(Point localization data)
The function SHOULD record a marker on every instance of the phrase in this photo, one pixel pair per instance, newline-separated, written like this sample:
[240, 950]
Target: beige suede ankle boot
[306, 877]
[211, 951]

> **TASK DESCRIPTION**: All of the entries need to be given again, word for word.

> **WORKED SOLUTION**:
The function SHOULD record a marker on every instance of the phrase in this photo, one pixel pair per instance, newline-separated, written like this sample:
[240, 950]
Target: beige suede ankle boot
[306, 877]
[211, 951]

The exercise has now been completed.